- _Point placement records_:
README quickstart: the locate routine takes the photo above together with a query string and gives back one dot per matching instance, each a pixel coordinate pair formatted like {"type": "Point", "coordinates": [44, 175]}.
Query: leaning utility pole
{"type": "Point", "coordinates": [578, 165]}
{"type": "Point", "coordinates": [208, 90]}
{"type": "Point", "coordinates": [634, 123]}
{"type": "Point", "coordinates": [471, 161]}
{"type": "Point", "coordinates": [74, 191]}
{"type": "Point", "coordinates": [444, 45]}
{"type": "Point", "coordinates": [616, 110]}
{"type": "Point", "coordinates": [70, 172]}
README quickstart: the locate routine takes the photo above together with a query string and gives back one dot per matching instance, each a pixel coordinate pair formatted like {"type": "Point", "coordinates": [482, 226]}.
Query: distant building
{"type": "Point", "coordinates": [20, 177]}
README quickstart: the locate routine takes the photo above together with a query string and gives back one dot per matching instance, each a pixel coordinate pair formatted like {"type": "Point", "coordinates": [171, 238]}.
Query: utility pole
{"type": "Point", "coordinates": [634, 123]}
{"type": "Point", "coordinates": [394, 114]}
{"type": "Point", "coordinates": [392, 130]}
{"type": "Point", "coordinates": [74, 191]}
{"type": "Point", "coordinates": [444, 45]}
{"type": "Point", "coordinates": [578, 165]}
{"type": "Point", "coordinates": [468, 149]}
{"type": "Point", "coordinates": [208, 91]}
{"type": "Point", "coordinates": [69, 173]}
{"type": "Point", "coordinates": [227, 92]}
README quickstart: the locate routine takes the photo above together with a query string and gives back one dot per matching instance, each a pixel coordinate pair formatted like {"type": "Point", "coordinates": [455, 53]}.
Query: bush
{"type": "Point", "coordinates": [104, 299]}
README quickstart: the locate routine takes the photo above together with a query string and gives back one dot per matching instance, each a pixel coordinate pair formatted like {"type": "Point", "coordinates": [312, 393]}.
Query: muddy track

- _THE REQUEST_:
Copy the material above line for line, with no changes.

- _COMPLETE ANSWER_:
README quickstart: the locate routine takes the photo above together with a query string and gives back one dot per matching instance, each a pixel coordinate pair formatted like {"type": "Point", "coordinates": [44, 175]}.
Query: leaning utility pole
{"type": "Point", "coordinates": [578, 165]}
{"type": "Point", "coordinates": [208, 90]}
{"type": "Point", "coordinates": [634, 123]}
{"type": "Point", "coordinates": [471, 161]}
{"type": "Point", "coordinates": [74, 191]}
{"type": "Point", "coordinates": [444, 45]}
{"type": "Point", "coordinates": [616, 110]}
{"type": "Point", "coordinates": [70, 172]}
README quickstart: the locate routine takes the photo above together with a query string and gives back one dot per matching instance, each a pixel coordinate pair formatted like {"type": "Point", "coordinates": [482, 226]}.
Query: distant building
{"type": "Point", "coordinates": [20, 177]}
README quickstart: the locate routine takes the photo above together with a query string and gives back one dot per matching instance, each a pixel coordinate pair formatted like {"type": "Point", "coordinates": [171, 238]}.
Query: utility pole
{"type": "Point", "coordinates": [634, 123]}
{"type": "Point", "coordinates": [394, 114]}
{"type": "Point", "coordinates": [392, 130]}
{"type": "Point", "coordinates": [74, 191]}
{"type": "Point", "coordinates": [444, 45]}
{"type": "Point", "coordinates": [578, 165]}
{"type": "Point", "coordinates": [468, 149]}
{"type": "Point", "coordinates": [208, 91]}
{"type": "Point", "coordinates": [69, 173]}
{"type": "Point", "coordinates": [227, 92]}
README quickstart: the locate routine takes the photo above together with a query string and gives back one dot per matching instance, each a pixel coordinate pair formatted like {"type": "Point", "coordinates": [455, 53]}.
Query: bush
{"type": "Point", "coordinates": [104, 299]}
README quickstart: the locate routine takes the photo above together with a query string and gives back one dot per matching instance, each a pixel coordinate pair formatted like {"type": "Point", "coordinates": [312, 393]}.
Query: muddy track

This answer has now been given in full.